(Requisito)
Estrai dalle righe qui sotto ogni linea che contiene la stringa "sign" e copiala senza modifiche.

(Estratti di dataset con riquadri etichettati)
--*--
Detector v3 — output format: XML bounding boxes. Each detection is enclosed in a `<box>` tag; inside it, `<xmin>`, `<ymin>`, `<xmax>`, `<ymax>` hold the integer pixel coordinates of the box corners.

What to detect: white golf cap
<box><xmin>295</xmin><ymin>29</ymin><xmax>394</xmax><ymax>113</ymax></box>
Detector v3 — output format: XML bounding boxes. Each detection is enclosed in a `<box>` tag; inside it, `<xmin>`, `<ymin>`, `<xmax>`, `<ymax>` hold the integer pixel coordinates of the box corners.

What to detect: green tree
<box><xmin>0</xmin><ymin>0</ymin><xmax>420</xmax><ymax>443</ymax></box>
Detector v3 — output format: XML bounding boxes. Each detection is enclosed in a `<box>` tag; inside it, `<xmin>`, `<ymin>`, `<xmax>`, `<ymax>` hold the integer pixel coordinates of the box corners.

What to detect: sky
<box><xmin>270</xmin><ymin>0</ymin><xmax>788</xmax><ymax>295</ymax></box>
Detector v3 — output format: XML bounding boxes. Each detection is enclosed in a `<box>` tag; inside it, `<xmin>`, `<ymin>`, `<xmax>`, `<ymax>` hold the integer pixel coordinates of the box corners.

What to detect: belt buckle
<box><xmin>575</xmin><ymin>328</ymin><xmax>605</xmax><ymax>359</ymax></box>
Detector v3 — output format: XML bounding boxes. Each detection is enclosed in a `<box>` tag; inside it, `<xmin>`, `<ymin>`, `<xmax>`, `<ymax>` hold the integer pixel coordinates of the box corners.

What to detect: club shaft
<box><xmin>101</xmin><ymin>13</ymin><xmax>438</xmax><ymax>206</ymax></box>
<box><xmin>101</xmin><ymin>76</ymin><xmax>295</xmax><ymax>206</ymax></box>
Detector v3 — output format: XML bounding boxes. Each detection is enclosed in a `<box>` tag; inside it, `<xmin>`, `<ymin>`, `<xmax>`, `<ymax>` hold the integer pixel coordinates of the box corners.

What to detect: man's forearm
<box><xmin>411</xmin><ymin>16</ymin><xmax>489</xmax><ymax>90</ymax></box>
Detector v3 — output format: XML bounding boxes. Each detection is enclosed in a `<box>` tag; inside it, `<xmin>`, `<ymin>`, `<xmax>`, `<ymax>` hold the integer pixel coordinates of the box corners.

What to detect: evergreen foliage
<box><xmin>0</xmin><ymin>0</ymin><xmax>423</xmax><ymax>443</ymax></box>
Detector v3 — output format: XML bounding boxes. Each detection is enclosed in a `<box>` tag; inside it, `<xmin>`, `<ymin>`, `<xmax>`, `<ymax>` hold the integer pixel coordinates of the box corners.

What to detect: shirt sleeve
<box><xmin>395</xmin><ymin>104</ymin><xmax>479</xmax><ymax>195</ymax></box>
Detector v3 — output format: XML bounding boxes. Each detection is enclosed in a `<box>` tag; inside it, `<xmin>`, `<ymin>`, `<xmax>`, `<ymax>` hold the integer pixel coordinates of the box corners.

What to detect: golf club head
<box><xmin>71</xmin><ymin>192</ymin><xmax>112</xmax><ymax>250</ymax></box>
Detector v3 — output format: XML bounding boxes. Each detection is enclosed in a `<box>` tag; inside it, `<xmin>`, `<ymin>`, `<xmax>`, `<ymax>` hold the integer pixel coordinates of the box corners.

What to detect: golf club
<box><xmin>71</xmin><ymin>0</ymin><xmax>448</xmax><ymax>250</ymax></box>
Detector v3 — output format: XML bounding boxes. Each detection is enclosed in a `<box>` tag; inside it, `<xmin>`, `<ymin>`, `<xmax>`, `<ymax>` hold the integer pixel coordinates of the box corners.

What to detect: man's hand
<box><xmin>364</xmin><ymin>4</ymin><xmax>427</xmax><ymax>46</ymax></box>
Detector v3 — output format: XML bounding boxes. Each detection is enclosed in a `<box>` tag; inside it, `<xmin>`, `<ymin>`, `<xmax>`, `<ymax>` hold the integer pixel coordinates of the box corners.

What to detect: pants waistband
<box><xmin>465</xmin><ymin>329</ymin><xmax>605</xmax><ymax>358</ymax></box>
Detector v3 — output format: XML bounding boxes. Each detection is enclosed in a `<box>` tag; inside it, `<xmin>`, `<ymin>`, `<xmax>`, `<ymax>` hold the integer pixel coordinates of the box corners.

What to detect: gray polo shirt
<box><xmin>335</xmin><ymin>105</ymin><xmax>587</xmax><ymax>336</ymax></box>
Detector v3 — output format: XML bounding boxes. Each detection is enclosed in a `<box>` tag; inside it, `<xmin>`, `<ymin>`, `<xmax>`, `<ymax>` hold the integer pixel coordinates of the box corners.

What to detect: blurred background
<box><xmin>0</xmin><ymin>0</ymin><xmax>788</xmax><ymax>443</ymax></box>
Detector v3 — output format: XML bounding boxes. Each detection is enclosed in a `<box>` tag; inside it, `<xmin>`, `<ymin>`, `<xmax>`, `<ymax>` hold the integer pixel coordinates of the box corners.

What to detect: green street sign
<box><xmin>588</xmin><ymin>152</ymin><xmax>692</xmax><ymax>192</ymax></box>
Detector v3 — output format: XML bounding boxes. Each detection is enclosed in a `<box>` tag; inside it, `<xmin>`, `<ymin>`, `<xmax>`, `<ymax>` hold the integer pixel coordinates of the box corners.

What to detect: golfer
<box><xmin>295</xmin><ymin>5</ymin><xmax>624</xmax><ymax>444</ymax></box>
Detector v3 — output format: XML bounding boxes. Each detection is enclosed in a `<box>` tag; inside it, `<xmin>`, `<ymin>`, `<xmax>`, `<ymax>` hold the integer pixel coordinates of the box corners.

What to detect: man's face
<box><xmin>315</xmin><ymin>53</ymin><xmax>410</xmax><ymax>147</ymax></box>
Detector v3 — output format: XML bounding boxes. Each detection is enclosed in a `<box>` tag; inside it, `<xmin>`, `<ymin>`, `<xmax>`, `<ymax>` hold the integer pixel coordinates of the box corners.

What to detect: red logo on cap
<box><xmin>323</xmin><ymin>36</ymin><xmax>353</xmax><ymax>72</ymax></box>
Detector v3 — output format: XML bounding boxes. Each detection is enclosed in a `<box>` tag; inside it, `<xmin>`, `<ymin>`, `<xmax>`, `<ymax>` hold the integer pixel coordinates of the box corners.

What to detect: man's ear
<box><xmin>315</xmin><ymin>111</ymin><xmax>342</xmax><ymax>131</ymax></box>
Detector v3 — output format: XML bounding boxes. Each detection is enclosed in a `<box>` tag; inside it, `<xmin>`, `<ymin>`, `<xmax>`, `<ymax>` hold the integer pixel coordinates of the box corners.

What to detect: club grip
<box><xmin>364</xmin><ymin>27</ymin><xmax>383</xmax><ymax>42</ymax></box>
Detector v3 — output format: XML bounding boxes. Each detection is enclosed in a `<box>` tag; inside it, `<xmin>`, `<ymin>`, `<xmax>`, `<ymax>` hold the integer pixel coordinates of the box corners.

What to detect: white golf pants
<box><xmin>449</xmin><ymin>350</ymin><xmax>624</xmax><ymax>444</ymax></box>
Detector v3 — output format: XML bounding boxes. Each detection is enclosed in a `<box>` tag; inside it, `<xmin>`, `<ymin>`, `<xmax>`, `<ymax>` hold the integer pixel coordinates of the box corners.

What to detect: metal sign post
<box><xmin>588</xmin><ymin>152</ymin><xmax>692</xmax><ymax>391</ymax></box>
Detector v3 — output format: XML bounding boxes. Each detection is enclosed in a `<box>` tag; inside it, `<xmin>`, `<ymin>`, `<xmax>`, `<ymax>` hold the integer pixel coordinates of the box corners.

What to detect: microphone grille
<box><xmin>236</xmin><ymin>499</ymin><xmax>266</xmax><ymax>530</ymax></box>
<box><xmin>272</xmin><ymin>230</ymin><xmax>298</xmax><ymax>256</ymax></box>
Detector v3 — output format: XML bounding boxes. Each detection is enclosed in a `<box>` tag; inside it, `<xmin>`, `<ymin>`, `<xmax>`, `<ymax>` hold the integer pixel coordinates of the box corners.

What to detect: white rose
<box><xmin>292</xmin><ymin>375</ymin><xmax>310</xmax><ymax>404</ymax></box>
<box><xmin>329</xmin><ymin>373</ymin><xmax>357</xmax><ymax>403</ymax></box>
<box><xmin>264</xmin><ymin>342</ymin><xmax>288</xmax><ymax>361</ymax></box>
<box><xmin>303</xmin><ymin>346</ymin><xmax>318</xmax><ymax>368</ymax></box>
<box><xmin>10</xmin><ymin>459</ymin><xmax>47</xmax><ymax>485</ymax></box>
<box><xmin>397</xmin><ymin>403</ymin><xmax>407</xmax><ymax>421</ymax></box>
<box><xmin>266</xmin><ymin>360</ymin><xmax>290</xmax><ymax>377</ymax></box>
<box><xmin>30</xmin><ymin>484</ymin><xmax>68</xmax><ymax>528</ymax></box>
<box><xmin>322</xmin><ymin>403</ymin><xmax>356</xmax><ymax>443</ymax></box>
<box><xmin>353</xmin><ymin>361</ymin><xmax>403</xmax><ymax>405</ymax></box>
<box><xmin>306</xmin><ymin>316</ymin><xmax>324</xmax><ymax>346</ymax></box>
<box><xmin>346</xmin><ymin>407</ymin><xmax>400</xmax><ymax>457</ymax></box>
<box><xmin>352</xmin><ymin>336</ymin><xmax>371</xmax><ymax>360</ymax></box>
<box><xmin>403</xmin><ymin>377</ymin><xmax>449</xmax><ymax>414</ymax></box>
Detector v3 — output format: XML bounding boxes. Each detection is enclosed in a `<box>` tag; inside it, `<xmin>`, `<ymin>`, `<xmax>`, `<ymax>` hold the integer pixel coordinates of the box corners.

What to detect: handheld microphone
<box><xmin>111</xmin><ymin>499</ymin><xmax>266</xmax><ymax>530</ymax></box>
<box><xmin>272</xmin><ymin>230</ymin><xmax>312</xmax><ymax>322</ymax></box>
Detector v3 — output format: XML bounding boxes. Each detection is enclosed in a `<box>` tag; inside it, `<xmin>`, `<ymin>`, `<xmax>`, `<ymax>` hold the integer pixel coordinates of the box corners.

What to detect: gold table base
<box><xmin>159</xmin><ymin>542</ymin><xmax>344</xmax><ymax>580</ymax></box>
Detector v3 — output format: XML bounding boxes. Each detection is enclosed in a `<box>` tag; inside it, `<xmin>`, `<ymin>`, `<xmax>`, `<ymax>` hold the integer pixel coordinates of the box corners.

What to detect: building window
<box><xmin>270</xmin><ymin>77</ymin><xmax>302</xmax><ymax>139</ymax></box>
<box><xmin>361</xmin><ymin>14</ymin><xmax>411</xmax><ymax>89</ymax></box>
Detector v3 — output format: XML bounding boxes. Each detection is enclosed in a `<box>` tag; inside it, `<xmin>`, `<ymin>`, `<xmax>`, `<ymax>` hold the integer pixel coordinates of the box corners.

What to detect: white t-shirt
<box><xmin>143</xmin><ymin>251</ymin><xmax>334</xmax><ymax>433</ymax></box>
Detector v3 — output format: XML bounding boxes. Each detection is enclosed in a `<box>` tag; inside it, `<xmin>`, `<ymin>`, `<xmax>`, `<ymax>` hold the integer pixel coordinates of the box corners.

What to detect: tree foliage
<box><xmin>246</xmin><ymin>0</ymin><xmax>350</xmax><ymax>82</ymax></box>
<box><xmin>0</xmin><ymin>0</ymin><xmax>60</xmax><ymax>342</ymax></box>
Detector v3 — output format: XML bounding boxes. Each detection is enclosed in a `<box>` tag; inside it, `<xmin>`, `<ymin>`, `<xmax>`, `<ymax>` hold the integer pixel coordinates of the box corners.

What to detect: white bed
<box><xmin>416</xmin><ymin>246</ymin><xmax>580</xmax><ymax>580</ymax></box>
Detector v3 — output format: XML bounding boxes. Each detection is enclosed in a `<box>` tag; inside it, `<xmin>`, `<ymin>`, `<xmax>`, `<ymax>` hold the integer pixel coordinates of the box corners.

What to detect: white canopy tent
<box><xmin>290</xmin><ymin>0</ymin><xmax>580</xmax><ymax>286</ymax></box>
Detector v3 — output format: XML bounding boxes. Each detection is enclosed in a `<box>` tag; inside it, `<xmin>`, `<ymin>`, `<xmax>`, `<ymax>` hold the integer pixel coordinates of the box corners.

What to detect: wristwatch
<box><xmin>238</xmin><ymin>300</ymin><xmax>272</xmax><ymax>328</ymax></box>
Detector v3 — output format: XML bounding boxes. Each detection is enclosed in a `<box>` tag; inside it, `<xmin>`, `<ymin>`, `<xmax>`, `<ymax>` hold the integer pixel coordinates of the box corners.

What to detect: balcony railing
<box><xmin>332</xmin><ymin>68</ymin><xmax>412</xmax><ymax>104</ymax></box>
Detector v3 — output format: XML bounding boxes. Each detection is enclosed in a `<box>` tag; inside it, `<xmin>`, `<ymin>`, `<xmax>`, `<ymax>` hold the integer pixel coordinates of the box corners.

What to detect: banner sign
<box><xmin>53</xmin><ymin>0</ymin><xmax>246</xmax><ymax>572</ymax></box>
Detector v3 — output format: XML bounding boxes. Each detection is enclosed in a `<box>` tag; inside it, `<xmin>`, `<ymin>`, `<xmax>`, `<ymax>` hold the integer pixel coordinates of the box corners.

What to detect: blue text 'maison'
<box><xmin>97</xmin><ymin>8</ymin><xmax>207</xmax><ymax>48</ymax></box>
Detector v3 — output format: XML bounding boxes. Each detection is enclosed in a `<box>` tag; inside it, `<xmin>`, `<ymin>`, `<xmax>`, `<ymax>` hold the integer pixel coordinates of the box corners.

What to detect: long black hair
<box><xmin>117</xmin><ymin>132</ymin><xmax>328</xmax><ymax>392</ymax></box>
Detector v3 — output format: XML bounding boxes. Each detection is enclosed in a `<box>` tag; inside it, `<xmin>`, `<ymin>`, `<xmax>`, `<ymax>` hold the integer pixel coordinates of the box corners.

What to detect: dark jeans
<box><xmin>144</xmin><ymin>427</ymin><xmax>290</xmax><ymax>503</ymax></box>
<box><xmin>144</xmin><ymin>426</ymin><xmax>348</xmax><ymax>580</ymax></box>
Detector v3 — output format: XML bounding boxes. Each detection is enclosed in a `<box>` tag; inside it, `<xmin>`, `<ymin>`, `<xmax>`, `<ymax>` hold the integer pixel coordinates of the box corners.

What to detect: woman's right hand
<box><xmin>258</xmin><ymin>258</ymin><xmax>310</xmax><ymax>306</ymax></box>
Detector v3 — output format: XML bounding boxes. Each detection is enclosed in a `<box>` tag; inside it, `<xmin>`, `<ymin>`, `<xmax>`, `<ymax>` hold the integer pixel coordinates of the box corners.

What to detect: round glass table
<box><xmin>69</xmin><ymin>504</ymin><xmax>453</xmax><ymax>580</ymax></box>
--*--
(Risultato dell'esercizio)
What to detect: green street sign
What to detect: metal sign post
What to detect: banner sign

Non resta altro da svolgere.